Selected extract:
+ + +
Earlier this year I convened a team of 75 United
leaders and charged them with this evaluation. I
wanted to ensure that we had full representation
from every functional area and process within this
company – from bank presidents to department
managers – and we do. We will use consultants
on a limited basis to help us “think outside the
box,” but the evaluation will be done mostly
by our own people. They are well underway
identifying processes that can be streamlined
and made more efficient. Effectively leveraging
technology will be one key to savings initiatives.
3
Profitability
All of the goals I have laid out so far have
one common thread, and that is improving
profitability and the value of your investment in
United Community Banks. Long-term growth
in shareholder value requires that we increase
profitability quarter after quarter – and you
should expect nothing less.
To this end, we have made a commitment to you
and our board to improve our annualized pre-
tax, pre-credit earnings by $10 million through
expense reductions, increasing revenue or both.
Achieving this annualized $10 million run-rate
goal by the fourth quarter of 2012 is not optional;
how we achieve it is.
Let me stress, however, as I have with our
directors, leaders and employees: these changes
will not be made at the expense of our culture or
customer service. Family spirit, personal care of
customers and pride in United Community Banks
have served us well over the years, and I will not
allow them to be sacrificed.
Our people are aware of the harsh reality that
there will be fewer employees when this process
is completed. It is our hope, however, that
attrition and redistribution of our resources
will account for much of this reduction in
employment.
Before I close, I want to recognize three people
who have made a lasting mark on United
Community Banks, and who have chosen to
retire.
First is Guy Freeman, a man who truly has been a
pillar in the success of this company. Guy retired
at the end of 2011 after 45 years in banking and
17 years of service to United Community Banks.
He served as executive vice president and chief
operating officer, but no title can describe the
depth of his impact, influence or legacy. We
all owe Guy a huge debt of gratitude, and I
personally will miss his counsel and insight.
I also want to recognize and thank Director Hoyt
Holloway and Director Emeritus Zell Miller for
their many years of dedicated service. Both will
be retiring from our board at the end of their
terms this year. In addition, we greatly appreciate
the guidance of Director Peter Raskind, who
leaves our board to join the Capital One Financial
Corporation Board. I’d like to thank all of them
for their exceptional contribution and leadership.
Also, I’m pleased to announce the addition of
our three newest directors: Cliff Brokaw, Steven
Goldstein and Thomas Richlovsky.
Cliff Brokaw has extensive experience in the
financial services industry, serving as managing
director of Corsair Capital, LLC, since 2007.
Mr. Brokaw also serves as a member of the
Investment Committee and leads the quarterly
valuation process. He was managing director
in the Financial Institutions group at Goldman
Sachs & Co. from 1999 to 2007, worked in the
Mergers and Acquisition group of J.P. Morgan
from 1996 to 1999, and currently serves as a
director of Torus Insurance Holdings. He has
a great deal of experience with banks and
insurance companies involving demutualization,
initial public offerings, mergers, acquisitions,
and capital offerings. Cliff brings tremendous
strategic insight to our board of directors.
+ + +
(Dataset entries)
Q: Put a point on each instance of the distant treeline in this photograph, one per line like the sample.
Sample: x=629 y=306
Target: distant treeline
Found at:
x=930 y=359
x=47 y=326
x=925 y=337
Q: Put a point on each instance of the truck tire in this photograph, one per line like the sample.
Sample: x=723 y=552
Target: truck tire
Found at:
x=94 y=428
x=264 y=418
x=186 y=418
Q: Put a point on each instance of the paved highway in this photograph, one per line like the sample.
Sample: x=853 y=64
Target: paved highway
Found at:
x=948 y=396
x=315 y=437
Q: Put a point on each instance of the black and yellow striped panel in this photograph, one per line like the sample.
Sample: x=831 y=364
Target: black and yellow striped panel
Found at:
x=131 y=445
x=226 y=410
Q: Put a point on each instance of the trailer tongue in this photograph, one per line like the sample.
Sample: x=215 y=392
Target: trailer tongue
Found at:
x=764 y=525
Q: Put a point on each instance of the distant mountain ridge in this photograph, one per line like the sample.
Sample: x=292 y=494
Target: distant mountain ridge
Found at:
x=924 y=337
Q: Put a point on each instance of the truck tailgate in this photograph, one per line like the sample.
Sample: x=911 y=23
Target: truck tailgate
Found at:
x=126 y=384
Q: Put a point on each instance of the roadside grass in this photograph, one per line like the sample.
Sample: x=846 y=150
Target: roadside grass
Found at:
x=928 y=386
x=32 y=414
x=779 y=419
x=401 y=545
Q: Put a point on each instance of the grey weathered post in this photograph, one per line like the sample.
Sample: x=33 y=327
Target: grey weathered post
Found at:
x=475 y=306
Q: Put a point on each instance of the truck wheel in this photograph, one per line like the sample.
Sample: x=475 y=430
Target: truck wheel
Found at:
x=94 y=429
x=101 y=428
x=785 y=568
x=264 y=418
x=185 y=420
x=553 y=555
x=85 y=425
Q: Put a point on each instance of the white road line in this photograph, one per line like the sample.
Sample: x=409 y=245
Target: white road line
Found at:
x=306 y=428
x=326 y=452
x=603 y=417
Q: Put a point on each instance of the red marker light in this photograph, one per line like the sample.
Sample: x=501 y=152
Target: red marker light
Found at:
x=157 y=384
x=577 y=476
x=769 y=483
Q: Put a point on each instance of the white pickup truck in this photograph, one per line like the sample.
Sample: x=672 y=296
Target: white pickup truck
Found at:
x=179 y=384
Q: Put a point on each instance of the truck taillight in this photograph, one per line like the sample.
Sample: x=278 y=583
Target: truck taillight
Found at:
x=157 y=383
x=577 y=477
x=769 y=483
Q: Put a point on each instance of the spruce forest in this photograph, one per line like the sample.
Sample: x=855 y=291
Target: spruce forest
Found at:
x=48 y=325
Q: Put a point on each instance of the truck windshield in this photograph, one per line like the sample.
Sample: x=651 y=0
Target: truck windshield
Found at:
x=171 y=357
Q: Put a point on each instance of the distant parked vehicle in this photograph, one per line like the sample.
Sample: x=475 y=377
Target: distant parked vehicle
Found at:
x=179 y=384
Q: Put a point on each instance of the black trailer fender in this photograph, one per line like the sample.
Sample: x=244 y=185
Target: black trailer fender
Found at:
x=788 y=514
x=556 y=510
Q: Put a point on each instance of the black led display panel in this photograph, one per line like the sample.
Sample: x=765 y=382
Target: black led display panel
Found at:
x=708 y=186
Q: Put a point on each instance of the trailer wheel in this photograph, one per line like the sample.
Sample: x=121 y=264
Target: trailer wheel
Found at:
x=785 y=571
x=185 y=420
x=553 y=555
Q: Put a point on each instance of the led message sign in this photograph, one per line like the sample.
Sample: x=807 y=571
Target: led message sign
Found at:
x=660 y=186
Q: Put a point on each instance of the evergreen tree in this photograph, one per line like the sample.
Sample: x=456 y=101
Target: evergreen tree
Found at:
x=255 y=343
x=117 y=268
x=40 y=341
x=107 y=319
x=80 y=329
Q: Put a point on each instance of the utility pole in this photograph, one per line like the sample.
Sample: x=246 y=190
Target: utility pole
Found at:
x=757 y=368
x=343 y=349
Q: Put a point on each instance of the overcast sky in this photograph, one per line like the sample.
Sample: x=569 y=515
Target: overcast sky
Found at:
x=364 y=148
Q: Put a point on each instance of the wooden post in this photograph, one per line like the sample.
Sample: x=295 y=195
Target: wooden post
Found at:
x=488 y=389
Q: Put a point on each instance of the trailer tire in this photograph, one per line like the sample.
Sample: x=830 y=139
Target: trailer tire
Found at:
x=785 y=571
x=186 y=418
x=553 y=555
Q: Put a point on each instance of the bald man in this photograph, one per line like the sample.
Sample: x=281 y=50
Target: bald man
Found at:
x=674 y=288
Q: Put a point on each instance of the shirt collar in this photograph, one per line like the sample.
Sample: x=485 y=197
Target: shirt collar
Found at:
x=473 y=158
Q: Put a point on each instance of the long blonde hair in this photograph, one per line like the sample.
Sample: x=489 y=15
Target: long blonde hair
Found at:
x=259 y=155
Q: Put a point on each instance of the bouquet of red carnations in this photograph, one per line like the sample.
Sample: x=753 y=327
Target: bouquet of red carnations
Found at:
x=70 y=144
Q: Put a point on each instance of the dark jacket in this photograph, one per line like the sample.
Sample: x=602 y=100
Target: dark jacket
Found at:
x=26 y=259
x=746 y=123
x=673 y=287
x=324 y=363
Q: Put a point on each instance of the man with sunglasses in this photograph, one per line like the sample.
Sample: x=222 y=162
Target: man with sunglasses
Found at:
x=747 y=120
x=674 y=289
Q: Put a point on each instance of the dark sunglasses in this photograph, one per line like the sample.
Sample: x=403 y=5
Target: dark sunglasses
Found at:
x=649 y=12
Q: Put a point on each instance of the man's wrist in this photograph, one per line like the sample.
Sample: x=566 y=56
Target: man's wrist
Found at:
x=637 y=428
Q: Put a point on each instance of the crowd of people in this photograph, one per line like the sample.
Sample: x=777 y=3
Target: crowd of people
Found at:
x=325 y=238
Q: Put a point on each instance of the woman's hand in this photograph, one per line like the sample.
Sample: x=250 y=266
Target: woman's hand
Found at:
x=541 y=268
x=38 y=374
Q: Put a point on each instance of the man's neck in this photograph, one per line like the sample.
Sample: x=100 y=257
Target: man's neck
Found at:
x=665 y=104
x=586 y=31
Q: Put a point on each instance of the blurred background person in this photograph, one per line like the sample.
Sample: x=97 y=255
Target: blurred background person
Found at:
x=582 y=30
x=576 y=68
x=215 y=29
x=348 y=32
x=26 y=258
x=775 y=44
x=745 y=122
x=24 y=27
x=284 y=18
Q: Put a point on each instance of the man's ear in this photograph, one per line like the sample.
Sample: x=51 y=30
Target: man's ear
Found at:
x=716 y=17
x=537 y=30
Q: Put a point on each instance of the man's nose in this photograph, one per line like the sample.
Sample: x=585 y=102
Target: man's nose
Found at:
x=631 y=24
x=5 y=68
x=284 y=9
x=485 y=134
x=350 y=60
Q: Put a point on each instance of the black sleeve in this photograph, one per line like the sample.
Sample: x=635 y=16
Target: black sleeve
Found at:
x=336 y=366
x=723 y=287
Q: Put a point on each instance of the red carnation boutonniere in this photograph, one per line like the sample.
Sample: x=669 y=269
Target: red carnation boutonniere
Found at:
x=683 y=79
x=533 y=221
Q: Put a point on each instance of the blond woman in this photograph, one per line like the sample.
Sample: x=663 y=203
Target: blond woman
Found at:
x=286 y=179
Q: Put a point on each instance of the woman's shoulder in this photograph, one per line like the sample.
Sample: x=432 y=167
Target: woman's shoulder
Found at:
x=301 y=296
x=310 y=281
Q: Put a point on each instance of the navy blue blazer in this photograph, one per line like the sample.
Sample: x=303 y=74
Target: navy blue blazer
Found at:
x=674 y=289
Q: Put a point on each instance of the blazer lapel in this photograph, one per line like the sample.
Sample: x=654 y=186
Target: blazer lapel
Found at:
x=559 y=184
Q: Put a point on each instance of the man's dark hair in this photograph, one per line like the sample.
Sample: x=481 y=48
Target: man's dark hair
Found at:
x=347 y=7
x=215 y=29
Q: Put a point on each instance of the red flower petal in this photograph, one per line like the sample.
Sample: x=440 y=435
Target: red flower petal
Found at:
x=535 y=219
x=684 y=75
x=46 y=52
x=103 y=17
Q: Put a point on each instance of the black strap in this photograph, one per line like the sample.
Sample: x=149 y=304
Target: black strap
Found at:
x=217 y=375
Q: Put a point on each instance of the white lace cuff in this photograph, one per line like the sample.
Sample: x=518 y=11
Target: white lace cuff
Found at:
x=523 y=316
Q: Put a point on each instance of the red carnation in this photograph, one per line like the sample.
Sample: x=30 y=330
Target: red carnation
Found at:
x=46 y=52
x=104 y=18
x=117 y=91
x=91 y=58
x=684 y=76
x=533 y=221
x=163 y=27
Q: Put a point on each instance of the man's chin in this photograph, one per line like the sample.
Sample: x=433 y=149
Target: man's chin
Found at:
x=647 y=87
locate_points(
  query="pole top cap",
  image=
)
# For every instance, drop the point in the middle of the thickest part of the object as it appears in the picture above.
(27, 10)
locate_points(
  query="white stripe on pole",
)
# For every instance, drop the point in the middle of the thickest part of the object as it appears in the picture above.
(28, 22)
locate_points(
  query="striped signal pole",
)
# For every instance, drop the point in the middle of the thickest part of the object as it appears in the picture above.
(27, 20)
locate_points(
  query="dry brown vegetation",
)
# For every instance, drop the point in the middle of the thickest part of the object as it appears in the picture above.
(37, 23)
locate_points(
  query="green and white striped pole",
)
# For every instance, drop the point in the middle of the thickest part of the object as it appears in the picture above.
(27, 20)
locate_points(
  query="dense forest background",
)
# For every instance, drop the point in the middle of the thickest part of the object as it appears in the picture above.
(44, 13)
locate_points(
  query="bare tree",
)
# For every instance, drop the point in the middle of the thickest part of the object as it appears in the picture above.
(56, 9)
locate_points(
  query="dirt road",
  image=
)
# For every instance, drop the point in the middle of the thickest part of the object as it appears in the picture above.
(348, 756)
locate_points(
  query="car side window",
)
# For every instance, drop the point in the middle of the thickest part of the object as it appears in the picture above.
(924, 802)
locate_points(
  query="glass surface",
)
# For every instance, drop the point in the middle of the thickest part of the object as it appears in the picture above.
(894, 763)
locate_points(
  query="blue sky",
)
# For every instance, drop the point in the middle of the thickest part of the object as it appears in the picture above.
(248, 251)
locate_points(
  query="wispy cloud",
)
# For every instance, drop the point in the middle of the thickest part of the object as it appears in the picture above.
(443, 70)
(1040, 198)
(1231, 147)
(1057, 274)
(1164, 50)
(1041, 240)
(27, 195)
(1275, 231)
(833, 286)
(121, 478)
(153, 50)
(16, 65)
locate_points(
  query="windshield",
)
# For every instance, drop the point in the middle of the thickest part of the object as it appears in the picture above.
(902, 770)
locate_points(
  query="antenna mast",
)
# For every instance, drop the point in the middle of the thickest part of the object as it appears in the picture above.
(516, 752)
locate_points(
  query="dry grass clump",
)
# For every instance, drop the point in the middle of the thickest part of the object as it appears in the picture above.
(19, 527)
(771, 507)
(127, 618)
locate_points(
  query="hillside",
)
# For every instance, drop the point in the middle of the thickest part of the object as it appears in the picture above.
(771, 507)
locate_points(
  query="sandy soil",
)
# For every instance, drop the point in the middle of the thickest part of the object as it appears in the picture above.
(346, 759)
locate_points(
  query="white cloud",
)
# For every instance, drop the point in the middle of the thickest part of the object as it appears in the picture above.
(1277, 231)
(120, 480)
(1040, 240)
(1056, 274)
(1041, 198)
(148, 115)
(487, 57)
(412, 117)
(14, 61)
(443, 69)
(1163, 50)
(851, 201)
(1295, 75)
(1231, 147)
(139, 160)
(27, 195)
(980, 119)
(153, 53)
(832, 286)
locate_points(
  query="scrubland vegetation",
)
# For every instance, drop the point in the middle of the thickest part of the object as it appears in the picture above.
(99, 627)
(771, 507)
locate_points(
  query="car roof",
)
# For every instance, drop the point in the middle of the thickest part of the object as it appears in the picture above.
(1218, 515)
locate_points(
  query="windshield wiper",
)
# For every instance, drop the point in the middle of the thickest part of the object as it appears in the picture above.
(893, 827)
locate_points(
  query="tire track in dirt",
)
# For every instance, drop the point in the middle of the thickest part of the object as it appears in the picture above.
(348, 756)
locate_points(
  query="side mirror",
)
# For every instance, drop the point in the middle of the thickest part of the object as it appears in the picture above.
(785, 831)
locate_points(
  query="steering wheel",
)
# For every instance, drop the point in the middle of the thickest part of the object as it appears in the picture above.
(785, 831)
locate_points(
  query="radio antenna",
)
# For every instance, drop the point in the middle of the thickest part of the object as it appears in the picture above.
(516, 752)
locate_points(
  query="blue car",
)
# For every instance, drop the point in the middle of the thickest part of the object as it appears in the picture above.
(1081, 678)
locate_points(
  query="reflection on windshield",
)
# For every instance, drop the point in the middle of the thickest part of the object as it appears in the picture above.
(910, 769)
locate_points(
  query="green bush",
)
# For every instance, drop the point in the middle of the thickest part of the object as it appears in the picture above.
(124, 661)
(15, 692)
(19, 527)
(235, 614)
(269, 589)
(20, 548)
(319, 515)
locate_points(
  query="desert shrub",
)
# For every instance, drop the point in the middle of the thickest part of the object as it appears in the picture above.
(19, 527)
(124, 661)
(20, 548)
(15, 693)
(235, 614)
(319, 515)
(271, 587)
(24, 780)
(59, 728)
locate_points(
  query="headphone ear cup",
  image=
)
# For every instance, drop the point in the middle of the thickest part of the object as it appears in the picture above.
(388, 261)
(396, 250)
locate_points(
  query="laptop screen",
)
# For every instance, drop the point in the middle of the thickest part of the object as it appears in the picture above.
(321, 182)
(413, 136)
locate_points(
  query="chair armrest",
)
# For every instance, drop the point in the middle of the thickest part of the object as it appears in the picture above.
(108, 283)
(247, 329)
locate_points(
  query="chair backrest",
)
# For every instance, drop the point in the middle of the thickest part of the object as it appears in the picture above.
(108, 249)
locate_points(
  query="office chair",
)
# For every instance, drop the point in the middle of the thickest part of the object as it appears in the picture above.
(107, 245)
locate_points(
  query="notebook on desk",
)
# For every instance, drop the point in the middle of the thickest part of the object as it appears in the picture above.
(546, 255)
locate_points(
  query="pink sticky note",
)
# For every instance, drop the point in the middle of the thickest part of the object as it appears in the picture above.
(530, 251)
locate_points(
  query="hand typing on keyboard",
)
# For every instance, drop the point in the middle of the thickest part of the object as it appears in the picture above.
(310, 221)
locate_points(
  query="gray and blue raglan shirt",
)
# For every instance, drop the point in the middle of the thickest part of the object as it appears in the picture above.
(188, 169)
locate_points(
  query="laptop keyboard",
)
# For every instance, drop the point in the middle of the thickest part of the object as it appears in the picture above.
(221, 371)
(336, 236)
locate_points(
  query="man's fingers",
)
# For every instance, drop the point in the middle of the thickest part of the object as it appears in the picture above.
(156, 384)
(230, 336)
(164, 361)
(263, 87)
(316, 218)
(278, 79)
+ + +
Required actions:
A. List every line of the entries that contains the string "person", matching its case exactly.
B. Extend the United Community Banks letter, picking up right after its final sentence.
The letter about United Community Banks has no connection to the dataset entries.

Results in order:
A.
Q: Put a point on each instance of the blurred background person in this photograph, one per line like the sample.
Target: blurred background person

B.
Steven Goldstein has wide experience in the
financial services industry having served in
senior executive positions in finance and risk
management at major banking and regulatory
organizations. He most recently was executive
vice president and chief financial officer of The
Federal Home Bank of Atlanta from 2007 to
2011. His responsibilities included financial and
regulatory reporting, Sarbanes-Oxley compliance,
accounting operations, oversight of financial
modeling, and enterprise risk management. Mr.
Goldstein was senior vice president and chief
financial officer of Royal Bank of Canada’s U.S.
and International division from 2001 to 2006
following its acquisition of Centura Banks,
Inc. where he had been chief financial officer
from 1997 to 2001. He previously held senior
management roles with financial services
consulting firms and was deputy director of
the Office of Public and Economic Research
at the Federal Home Loan Bank Board in
Washington, D.C.
4
I do not want to sell short the wisdom, foresight
and strategic thinking of our management team
but, in many cases, the burden of execution was
laid at the feet of our people. Our company’s
stabilization and return to profitability are a
testament to the passion and commitment of
this amazing team.
For this reason, as a fellow employee and friend,
I simply say thank you to the United team.
Together we will meet the goals set out in this
letter, and we will build on the foundation of 2011
to grow long-term, sustainable profitability and
value.
And to you, our shareholders, I want to express
my sincere gratitude for your continued patience
and support. Last year was a turning point. By
continuing to navigate our way through this
economy and staying focused on our goals, we
will continue the trend to sustained profitability
and increased shareholder value.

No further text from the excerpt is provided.